◆ **Dataset items**

——

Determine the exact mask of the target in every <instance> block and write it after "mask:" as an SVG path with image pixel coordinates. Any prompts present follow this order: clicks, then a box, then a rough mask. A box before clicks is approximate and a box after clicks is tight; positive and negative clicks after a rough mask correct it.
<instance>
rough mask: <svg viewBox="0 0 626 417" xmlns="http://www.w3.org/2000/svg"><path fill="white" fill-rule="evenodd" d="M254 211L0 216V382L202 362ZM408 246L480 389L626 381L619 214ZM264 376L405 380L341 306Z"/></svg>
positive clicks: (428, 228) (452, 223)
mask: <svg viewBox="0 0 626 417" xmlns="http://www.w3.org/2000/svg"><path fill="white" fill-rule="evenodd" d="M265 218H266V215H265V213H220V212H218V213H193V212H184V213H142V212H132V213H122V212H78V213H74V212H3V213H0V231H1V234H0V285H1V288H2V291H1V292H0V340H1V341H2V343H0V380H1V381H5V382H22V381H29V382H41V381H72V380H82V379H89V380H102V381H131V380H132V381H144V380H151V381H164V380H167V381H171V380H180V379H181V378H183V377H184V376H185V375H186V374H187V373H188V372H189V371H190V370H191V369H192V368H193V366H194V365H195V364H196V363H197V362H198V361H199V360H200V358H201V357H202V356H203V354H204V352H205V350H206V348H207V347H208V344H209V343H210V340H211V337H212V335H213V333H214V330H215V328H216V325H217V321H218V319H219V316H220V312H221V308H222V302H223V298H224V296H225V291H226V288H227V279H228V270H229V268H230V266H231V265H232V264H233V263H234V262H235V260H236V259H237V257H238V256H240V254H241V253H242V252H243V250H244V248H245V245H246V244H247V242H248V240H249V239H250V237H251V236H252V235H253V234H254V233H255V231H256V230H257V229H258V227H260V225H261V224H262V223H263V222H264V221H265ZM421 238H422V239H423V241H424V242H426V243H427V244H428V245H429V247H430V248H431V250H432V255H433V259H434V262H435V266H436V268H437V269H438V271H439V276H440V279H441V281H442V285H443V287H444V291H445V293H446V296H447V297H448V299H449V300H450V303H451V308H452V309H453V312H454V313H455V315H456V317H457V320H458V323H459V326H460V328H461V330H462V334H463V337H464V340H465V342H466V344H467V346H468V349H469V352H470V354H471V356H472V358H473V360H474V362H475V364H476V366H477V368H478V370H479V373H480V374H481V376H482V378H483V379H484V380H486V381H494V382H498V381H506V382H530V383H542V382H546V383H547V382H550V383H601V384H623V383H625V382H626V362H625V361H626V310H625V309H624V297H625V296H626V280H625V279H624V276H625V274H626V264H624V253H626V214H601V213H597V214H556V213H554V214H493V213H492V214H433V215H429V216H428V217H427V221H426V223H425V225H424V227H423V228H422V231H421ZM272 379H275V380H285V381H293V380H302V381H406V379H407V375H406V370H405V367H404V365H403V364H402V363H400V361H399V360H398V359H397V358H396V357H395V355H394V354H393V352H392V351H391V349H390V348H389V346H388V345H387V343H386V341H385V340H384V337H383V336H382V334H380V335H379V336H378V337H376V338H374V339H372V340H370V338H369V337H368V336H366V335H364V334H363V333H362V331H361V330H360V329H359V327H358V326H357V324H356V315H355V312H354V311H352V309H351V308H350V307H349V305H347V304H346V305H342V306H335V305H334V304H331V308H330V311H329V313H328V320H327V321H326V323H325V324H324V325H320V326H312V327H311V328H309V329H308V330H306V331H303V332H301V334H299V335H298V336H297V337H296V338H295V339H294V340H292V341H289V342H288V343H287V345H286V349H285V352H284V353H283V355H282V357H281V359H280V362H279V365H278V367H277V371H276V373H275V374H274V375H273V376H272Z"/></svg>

——

Now that the records have been shown, restate each one word for word.

◆ **THE COMPLETED TASK**
Determine the exact mask of the target in every <instance> block and write it after "mask:" as an SVG path with image pixel coordinates. Any prompts present follow this order: clicks, then a box, then a rough mask. A box before clicks is approximate and a box after clicks is tight; positive and negative clicks after a rough mask correct it.
<instance>
rough mask: <svg viewBox="0 0 626 417" xmlns="http://www.w3.org/2000/svg"><path fill="white" fill-rule="evenodd" d="M254 211L0 216V382L202 362ZM408 246L480 389L626 381L619 214ZM264 376L405 380L341 306Z"/></svg>
positive clicks: (428, 228) (452, 223)
mask: <svg viewBox="0 0 626 417" xmlns="http://www.w3.org/2000/svg"><path fill="white" fill-rule="evenodd" d="M265 218H266V215H265V213H220V212H218V213H193V212H184V213H142V212H132V213H122V212H78V213H74V212H3V213H0V231H1V234H0V285H1V288H2V291H1V292H0V340H1V341H2V343H0V380H1V381H5V382H22V381H29V382H41V381H72V380H82V379H89V380H102V381H131V380H132V381H144V380H151V381H164V380H167V381H171V380H180V379H181V378H183V377H184V376H185V375H186V374H187V373H188V372H189V371H190V370H191V369H192V368H193V366H194V365H195V364H196V363H197V362H198V361H199V360H200V358H201V357H202V356H203V354H204V352H205V350H206V348H207V347H208V344H209V343H210V340H211V337H212V335H213V333H214V330H215V328H216V325H217V321H218V319H219V316H220V312H221V308H222V302H223V298H224V296H225V291H226V288H227V279H228V270H229V268H230V266H231V265H232V264H233V263H234V262H235V260H236V259H237V257H238V256H240V254H241V253H242V252H243V250H244V248H245V245H246V244H247V242H248V240H249V239H250V237H251V236H252V235H253V234H254V233H255V231H256V230H257V229H258V227H260V225H261V224H262V223H263V222H264V221H265ZM421 238H422V239H423V241H424V242H426V243H427V244H428V245H429V247H430V248H431V250H432V255H433V259H434V262H435V266H436V268H437V269H438V271H439V276H440V279H441V281H442V285H443V287H444V291H445V293H446V296H447V297H448V299H449V300H450V303H451V308H452V309H453V312H454V313H455V315H456V317H457V320H458V323H459V326H460V328H461V330H462V334H463V337H464V340H465V342H466V344H467V346H468V349H469V352H470V354H471V356H472V358H473V360H474V362H475V364H476V366H477V368H478V370H479V373H480V374H481V376H482V378H483V379H484V380H486V381H494V382H498V381H506V382H530V383H542V382H546V383H547V382H550V383H601V384H623V383H625V382H626V362H625V361H626V310H625V309H624V297H625V296H626V280H625V279H624V276H625V274H626V264H624V253H626V214H601V213H597V214H556V213H554V214H493V213H492V214H433V215H429V216H428V217H427V221H426V223H425V225H424V227H423V228H422V231H421ZM272 379H275V380H285V381H293V380H302V381H406V379H407V375H406V370H405V367H404V365H403V364H402V363H400V361H399V360H398V359H397V358H396V357H395V355H394V354H393V352H392V351H391V349H390V348H389V346H388V345H387V343H386V341H385V340H384V337H383V336H382V334H380V335H379V336H378V337H376V338H374V339H372V340H370V338H369V337H368V336H366V335H364V334H363V333H362V331H361V330H360V329H359V327H358V326H357V324H356V315H355V312H354V311H352V309H351V308H350V307H349V305H347V304H346V305H342V306H335V305H334V304H331V308H330V311H329V313H328V320H327V321H326V323H325V324H324V325H320V326H312V327H311V328H309V329H308V330H306V331H303V332H301V334H299V335H298V336H297V337H296V338H295V339H294V340H292V341H289V342H288V343H287V345H286V349H285V352H284V353H283V355H282V357H281V359H280V362H279V365H278V367H277V371H276V373H275V374H274V375H273V376H272Z"/></svg>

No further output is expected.